Embassy of Afghanistan

Excellencies, Ladies and Gentlemen,

Welcome to our home. We are honored by your presence.

Allow me to acknowledge the presence of some of our distinguished guests, tonight:

Ambassador and Mrs. Aboud of Lebanon,
Ambassador Al-Hajjri of Yemen,
Ambassador Al Mughairy of the Sultanate of Oman,
Ambassador Kolar of the Czech Republic,
Ambassador and Mrs. Lowell of Malta,
Ambassador Sen of India,
Senator and Mrs. Stevens,
Senator Reed,
Congresswoman Harman,
Congressman Boozman,
Secretary Jackson,
Ambassador Crumpton,
Princess Yasmine Pahlavi, and
Ms. Mary Cheney,

Ladies and Gentlemen,

I would like to start by asking a simple question: Can you write the history of the future? To answer this, I would like to share a history that I have told to some of you. Two years ego, a school in Logar, a province south of Kabul, was set on fire by terrorists. The Moghul Khail School, consisting of two large tents, was set ablaze at midnight. The next day, every little girl, every student of Mughul Khail showed up at the school. They sat next to the ashes of their burned out class rooms, under the blazing sun, and insisted on continuing with their lessons. This is the spirit of the Afghan people, when it comes to education, ladies and gentlemen.

Afghans are determined to rebuild their country and President Karzai is committed to work with the United States of America and the international community, as well as the Afghan and International NGO’S to further reinforce reconstruction, peace and stability in Afghanistan. Those of you who have visited Afghanistan know how rapidly the country is changing, due to our partnership with the U.S. and your support.

In Afghanistan, the first day of spring is also the first day of school. Two weeks ago, over six million children returned to schools all over the country. 34% of those children were girls. As dark winter yields to the fifth bright spring since the fall of the Taliban, we are witnessing dramatic changes in Afghanistan. I think nothing is more beautiful than a group of Afghan girls in their black and white uniforms walking to their first day of school in a remote village of Afghanistn.

Today, Kabul’s net student enrollment is 87%. This is the model that we hope to replicate in the more remote areas of Afghanistan, where student enrollment is still not as high as we want it to be. Thanks to organizations like the Rebuilding Afghanistan Foundation, we are closer to achieving our goal.

Given entries:
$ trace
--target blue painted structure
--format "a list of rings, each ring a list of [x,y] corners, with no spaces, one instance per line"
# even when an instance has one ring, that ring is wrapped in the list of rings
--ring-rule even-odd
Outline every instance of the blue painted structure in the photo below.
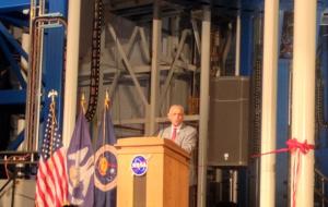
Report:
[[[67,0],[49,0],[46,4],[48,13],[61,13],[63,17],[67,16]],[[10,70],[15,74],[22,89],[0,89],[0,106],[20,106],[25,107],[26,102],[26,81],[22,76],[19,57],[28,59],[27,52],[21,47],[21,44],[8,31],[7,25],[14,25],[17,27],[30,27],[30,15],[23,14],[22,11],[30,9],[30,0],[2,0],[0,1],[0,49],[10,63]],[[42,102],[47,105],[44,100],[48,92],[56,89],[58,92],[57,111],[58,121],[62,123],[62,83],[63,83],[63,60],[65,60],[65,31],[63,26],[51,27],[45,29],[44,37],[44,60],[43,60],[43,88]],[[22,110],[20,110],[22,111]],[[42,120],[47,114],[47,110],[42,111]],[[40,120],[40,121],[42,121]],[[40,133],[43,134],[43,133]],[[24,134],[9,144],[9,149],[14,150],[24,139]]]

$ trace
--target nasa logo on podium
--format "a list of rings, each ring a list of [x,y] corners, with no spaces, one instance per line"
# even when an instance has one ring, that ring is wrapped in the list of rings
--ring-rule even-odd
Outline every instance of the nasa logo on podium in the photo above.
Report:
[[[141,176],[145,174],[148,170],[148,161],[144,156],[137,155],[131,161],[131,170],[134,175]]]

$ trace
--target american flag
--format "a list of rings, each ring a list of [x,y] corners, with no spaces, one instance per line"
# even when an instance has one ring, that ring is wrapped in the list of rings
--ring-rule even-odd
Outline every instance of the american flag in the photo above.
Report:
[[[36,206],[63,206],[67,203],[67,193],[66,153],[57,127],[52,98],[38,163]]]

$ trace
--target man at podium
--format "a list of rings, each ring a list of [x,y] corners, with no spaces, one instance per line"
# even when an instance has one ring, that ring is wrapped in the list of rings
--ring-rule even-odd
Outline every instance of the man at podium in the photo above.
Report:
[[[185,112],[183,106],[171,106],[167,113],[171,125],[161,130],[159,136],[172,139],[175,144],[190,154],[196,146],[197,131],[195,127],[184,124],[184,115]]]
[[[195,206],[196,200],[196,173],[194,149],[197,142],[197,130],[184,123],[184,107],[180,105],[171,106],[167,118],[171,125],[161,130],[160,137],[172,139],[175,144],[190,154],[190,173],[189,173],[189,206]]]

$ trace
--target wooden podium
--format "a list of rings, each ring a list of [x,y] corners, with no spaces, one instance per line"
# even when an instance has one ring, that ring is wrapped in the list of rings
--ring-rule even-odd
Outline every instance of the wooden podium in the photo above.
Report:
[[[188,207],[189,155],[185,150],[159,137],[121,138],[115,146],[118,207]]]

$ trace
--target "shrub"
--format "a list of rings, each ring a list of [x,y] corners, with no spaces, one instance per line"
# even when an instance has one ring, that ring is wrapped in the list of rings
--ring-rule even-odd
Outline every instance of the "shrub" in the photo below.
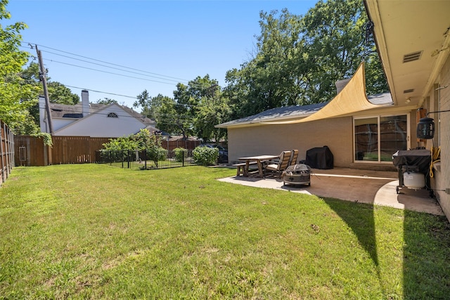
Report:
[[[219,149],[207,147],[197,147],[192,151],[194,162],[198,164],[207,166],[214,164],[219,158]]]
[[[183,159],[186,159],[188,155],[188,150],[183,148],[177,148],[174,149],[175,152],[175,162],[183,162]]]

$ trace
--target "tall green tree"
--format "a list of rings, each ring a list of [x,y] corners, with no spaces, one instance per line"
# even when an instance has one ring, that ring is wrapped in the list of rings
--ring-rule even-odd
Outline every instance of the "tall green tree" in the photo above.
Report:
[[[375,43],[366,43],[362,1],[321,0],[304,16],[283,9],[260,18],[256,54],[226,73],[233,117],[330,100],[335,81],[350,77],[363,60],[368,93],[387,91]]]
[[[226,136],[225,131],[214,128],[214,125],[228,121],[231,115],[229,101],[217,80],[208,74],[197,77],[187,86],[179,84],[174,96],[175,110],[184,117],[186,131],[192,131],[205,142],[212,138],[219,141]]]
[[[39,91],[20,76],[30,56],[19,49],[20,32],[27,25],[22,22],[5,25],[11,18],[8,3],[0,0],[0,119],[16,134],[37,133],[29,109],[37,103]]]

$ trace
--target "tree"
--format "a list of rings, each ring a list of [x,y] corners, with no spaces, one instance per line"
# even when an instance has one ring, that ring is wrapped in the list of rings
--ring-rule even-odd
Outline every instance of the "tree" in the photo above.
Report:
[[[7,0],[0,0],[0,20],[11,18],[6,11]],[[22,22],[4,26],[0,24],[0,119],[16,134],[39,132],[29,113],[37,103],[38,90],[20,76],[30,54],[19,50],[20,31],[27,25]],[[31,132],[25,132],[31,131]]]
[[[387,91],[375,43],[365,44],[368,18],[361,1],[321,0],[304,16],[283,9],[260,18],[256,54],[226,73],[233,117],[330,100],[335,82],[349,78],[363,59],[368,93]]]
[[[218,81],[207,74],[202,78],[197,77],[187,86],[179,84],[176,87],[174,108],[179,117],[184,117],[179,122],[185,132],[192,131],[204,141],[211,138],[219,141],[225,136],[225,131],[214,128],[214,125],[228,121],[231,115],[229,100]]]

Written tasks:
#1 Reproduce the passage from the speech above word for word, beginning at the words "In Afghanistan, the" and stopping after the words "village of Afghanistn.".
#2 Summarize the speech above in two sentences.
#3 Answer the following questions using the speech above.
(a) In which province was the Moghul Khail School located?
(b) What percentage of the children who returned to school were girls?
(c) What is Kabul's net student enrollment?

The answers:
#1
In Afghanistan, the first day of spring is also the first day of school. Two weeks ago, over six million children returned to schools all over the country. 34% of those children were girls. As dark winter yields to the fifth bright spring since the fall of the Taliban, we are witnessing dramatic changes in Afghanistan. I think nothing is more beautiful than a group of Afghan girls in their black and white uniforms walking to their first day of school in a remote village of Afghanistn.

#2 The speaker welcomes distinguished guests and recounts how the girls of the Moghul Khail School in Logar returned the day after terrorists burned the school and insisted on continuing their lessons beside the ashes. The speaker states that Afghans are determined to rebuild their country with the United States and the international community, noting that over six million children, 34% of them girls, returned to school and that Kabul's net student enrollment of 87% is a model to replicate in more remote areas.

#3
(a) Logar
(b) 34%
(c) 87%